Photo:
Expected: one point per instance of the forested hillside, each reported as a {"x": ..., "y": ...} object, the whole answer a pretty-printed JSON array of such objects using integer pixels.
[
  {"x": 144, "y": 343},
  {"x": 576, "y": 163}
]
··········
Instructions to follow: Copy the listing above exactly as it appears, line for line.

Solution:
Photo:
Expected: one point per instance of the forested hillside, each reported as a {"x": ..., "y": ...} object, the whole answer a pretty-printed JSON array of such objects using integer pixels.
[
  {"x": 144, "y": 343},
  {"x": 576, "y": 163}
]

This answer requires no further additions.